━━ DOCUMENT EXTRACT

Ancestral variants of spontaneous mutations in inbred mouse strains are easily lost from the population. The fortuitous timing of our discovery and the resultant availability of both Iap5-1full and Iap5-1solo mice allowed us to quantitatively explore the functional repercussions of a derepressed solo LTR. We showed that the Iap5-1solo variant is associated with increased expression of adjacent genes in thymic and placental tissue. This may reflect the use of newly accessible regulatory sequences in the solo LTR or, alternatively, a secondary effect stemming from heterochromatin loss at a neighbouring region. The transcriptional consequences were tissue-specific: Rell1 expression was lower in Iap5-1solo compared to Iap5-1full livers, and no gene expression differences were observed in cortex samples. The lncRNA 5830416l19Rik, identified from the sequencing of adult male thymus and aorta cDNA libraries (Kawai et al., 2001), was only expressed in thymus samples collected from Iap5-1solo individuals; it was nearly undetectable in Iap5-1full thymic samples and not expressed at all in any of the other tested tissues. We speculate that the formation of Iap5-1solo gave rise to 5830416l19Rik as a novel tissue-specific (perhaps immune-specific) lncRNA. Indeed, IAP transcripts are rarely detected in somatic tissues outside of tumours and early embryogenesis, but thymic and activated splenic cells are notable exceptions (Kuff and Lueders, 1988). In addition, young ERVs have recently been implicated in shaping the evolution of transcriptional networks underlying innate immunity (Chuong et al., 2016; Tie et al., 2018; Ye et al., 2020), and our group recently identified individual IAP elements that exhibit inter-individual methylation variability exclusively in B cells (Elmer et al., 2021).

Along with the transcriptional differences observed at the metabolic gene Pgm2, we found that Iap5-1solo individuals exhibit lower plasma glucose and triglyceride concentrations compared to Iap5-1full individuals. While the effect sizes were small, we note that these measurements were taken in an unaltered environment. Administration of a long-term metabolic challenge such as a high-fat diet and subsequent metabolic phenotyping will aid in further elucidating the biological significance of these results. Nevertheless, our work adds to the body of work suggesting that TE insertions and their epigenetic modification can have quantifiable consequences on host metabolic pathways (Du et al., 2016; Kuehnen et al., 2012; Scherneck et al., 2009; Yen et al., 1994).

━━━━

## ABOUT THIS EXERCISE
List every work cited in the excerpt on the Iap5-1 solo LTR that has a publication year of 2016 or later.

━━ RECORDS

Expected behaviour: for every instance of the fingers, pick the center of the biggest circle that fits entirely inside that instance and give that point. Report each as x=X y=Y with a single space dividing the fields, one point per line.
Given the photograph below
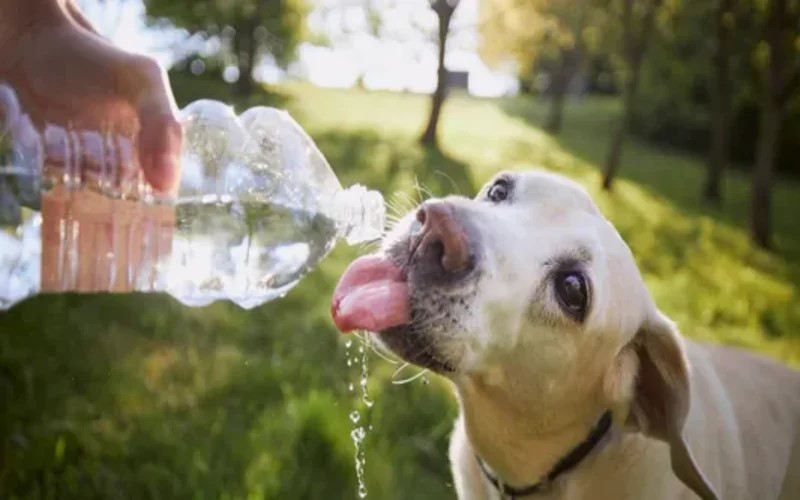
x=78 y=17
x=160 y=135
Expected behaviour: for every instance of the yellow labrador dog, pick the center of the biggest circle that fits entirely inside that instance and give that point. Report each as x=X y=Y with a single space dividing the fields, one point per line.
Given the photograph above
x=571 y=383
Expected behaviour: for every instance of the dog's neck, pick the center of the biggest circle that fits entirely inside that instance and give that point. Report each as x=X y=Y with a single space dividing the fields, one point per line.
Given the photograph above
x=522 y=439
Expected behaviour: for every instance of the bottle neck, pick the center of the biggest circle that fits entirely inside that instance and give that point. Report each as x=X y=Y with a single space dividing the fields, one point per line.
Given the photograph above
x=360 y=214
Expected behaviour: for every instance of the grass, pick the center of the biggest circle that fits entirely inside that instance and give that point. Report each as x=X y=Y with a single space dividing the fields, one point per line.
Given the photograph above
x=138 y=397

━━━━

## RESULT
Chuong et al., 2016
Tie et al., 2018
Ye et al., 2020
Elmer et al., 2021
Du et al., 2016